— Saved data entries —
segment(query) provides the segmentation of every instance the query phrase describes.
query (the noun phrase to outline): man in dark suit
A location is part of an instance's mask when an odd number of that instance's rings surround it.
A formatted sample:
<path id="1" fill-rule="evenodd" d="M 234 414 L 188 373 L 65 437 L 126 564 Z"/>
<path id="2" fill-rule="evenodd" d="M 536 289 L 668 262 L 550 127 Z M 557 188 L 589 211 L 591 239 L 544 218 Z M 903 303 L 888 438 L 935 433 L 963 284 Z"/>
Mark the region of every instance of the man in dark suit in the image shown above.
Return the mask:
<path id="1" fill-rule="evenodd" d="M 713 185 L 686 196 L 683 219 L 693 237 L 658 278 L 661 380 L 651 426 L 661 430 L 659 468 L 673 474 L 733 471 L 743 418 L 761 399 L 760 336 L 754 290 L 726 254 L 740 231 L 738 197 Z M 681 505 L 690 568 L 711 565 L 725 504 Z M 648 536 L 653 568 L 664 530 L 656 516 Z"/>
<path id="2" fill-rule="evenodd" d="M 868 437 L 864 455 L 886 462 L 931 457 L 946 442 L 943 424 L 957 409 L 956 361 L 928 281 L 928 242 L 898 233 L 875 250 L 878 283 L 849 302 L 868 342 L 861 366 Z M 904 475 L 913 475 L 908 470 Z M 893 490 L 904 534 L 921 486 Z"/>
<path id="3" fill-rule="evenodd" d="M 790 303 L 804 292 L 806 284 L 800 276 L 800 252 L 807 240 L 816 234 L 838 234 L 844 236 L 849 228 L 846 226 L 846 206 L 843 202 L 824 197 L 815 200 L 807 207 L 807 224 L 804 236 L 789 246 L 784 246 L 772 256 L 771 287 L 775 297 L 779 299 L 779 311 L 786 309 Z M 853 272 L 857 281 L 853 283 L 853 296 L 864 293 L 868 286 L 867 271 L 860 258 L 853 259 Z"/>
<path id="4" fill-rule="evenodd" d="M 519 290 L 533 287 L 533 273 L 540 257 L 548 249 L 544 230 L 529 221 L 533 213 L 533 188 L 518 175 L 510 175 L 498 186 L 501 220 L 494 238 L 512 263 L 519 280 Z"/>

— Activity —
Your task is to restate, word for word, only those lines above that fall between the line holding "query (the noun" and the line holding "Mark the region", inclusive.

— Result of the task —
query (the noun phrase to outline): man in dark suit
A location is part of an instance's mask when an odd number of that instance's rings surround it.
A formatted sample:
<path id="1" fill-rule="evenodd" d="M 234 414 L 188 373 L 65 437 L 126 564 Z"/>
<path id="2" fill-rule="evenodd" d="M 536 289 L 668 262 L 550 127 Z M 557 188 L 589 211 L 591 239 L 544 218 Z M 903 303 L 888 438 L 935 433 L 963 284 Z"/>
Mark the region of every instance of the man in dark suit in the image shown above.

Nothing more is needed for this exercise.